## Passage to read
================

The Man Without a Past - Miroslav Krobot, artistic head of the Dejvické divadlo, has adapted the screenplay of Kaurismäki’s film of the same name for the small stage of his theatre. He has enriched it with gentle, almost absurd humour and music that permeates the whole production and adds to the overall impression of rawness, subtle immediacy and affectionate playfulness. The story of a man who loses his memory and starts again with a pure heart becomes, in Krobot’s hands, a parable about what we really need in life, and the unnecessary customs and apparently essential conventions with which we are all burdened.
Review:
"The Man Without a Past – The Finnish film The Man Without a Past, by the internationally-famous director Aki Kaurismäki, is sparing in its use of words, movement and editing. It is the absurd story of a man who one night is attacked, robbed and beaten unconscious. The man does not lose his life, but he completely loses his memory. His documents have been stolen, so he does not even know his name. Despite this handicap, he starts a new life. Krobot’s adaptation develops the themes of loss of identity and life without a past, enriching the film story with further connotations.
This is slightly “different theatre”. In The Man Without a Past, the latest production from Prague’s Dejvice Theatre, based on Aki Kaurismäki’s Finnish film, director Miroslav Krobot has forced his actors to put aside everything that we usually understand by the word acting. Wearing no makeup, the actors say their speeches “normally”, drily and almost without gestures. Looking at them does not distract us in the least from perceiving the most important thing – that they are hearing each other and communicating together in silence and in peculiar humour: They are characters in themselves (…) At times the form of the production is reminiscent of a musical, dishing out happiness randomly, while at times it is like a Beckett-style stripped down existential grotesque. It is exceptional theatre."

================

## Dataset extract
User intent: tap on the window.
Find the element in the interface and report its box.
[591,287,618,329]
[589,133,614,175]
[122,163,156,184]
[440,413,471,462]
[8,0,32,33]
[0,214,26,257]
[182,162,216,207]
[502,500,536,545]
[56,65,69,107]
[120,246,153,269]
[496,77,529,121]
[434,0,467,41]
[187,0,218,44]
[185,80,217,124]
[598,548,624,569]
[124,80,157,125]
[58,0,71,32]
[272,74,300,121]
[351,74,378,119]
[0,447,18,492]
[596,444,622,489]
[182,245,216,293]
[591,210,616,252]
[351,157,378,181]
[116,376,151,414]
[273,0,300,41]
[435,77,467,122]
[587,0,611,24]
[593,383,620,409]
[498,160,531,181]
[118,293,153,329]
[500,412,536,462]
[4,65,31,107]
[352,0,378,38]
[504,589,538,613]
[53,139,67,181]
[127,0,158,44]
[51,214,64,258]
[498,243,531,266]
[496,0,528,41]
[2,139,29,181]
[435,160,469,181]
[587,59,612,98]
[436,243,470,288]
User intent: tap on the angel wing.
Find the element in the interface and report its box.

================

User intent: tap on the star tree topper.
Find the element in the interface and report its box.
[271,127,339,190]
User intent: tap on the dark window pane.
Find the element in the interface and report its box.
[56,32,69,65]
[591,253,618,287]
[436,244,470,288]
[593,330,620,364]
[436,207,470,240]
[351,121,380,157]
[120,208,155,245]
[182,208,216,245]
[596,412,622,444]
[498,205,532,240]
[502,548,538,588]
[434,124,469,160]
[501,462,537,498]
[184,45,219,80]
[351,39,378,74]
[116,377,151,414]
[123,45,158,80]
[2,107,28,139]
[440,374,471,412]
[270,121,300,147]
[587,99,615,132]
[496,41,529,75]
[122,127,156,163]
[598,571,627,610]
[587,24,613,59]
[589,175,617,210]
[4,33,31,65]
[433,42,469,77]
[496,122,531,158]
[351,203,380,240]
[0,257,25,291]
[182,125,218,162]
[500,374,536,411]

================

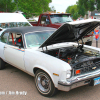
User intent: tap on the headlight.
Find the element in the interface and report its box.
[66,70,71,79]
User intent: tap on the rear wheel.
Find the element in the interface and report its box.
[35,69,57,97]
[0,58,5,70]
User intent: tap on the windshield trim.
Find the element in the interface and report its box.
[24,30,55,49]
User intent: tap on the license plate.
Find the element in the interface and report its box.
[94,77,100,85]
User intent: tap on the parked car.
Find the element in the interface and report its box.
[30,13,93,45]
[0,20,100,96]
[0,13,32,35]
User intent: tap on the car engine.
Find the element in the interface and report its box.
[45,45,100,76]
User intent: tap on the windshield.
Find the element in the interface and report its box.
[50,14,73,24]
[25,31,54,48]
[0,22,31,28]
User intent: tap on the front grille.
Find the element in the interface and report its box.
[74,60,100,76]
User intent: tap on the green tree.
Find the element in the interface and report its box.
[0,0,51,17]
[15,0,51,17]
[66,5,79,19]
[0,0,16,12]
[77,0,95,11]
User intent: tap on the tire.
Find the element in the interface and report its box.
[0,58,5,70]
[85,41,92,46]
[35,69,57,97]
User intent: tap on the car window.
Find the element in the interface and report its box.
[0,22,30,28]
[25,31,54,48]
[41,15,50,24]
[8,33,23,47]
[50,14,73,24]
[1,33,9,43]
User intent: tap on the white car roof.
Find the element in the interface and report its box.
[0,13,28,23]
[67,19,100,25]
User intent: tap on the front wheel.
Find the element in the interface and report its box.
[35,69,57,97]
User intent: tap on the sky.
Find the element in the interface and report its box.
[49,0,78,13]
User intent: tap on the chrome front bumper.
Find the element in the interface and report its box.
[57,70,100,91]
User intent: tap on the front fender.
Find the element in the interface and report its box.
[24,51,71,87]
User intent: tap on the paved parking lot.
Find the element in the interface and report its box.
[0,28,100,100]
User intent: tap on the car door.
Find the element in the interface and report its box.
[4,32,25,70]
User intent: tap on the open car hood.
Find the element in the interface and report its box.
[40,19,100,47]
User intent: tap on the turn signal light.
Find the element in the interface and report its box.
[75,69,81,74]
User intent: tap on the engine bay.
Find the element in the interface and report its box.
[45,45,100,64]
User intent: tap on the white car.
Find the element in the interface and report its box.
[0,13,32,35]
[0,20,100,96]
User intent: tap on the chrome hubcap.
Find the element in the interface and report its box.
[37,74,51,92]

================

In the piece on The Man Without a Past, who adapted Kaurismäki's screenplay for the stage? Please answer in one sentence.

## Task answer
Miroslav Krobot, artistic head of the Dejvické divadlo, adapted the screenplay for the small stage of his theatre.